**WHAT THE TASK REQUIRES:**
Go through the entries below and report how many lines contain the string "exact". Nothing but the number is wanted.

**RECORD EXTRACTS:**
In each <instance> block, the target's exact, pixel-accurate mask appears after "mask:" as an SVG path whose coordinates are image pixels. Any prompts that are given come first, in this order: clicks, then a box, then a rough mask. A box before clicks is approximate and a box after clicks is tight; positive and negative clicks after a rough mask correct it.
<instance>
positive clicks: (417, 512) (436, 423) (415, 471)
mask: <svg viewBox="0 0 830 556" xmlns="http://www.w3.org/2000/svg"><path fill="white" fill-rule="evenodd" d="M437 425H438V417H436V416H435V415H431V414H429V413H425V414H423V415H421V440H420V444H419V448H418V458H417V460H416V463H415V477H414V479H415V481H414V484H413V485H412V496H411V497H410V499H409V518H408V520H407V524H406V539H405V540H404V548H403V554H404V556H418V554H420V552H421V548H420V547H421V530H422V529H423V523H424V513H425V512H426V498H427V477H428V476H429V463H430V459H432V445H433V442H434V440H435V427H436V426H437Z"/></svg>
--
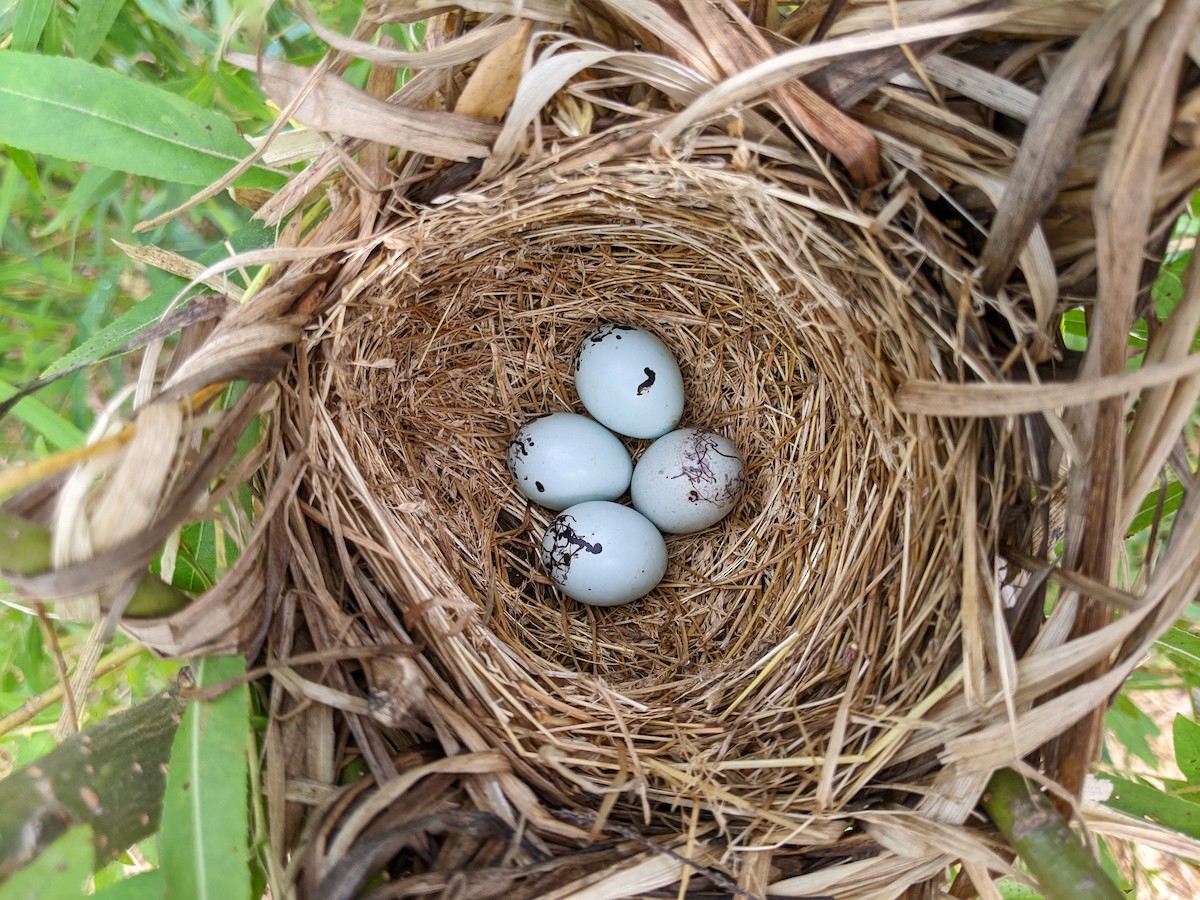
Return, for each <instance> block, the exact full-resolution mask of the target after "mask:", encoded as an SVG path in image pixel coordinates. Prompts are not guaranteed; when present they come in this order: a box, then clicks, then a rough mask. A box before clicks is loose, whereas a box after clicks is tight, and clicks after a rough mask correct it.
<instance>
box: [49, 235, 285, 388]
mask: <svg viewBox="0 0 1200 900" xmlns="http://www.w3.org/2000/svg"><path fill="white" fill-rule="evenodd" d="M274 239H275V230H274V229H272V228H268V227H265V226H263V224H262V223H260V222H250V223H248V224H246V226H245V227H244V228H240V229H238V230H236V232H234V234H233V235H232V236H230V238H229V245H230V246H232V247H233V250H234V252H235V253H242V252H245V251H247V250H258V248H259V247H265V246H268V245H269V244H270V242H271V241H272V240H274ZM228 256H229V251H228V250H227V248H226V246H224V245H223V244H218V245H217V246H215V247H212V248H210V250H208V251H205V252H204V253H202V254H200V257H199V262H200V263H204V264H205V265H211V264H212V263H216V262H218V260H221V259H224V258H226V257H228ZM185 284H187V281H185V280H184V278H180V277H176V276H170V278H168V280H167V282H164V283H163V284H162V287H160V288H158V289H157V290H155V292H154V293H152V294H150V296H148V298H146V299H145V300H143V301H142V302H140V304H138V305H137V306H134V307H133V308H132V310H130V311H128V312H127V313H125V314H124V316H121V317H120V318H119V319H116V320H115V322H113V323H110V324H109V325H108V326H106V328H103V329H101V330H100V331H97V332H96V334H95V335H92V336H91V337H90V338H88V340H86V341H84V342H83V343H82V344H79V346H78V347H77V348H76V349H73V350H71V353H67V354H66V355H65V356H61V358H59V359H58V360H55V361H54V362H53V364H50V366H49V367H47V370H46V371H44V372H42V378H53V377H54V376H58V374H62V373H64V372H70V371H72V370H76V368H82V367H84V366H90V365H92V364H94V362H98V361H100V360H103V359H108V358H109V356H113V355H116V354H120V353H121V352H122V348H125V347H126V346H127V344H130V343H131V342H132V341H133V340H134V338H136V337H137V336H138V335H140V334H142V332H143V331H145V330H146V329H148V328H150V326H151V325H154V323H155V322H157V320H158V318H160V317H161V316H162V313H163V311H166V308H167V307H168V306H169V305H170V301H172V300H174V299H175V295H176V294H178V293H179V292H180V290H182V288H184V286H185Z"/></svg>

**THE ANSWER:**
2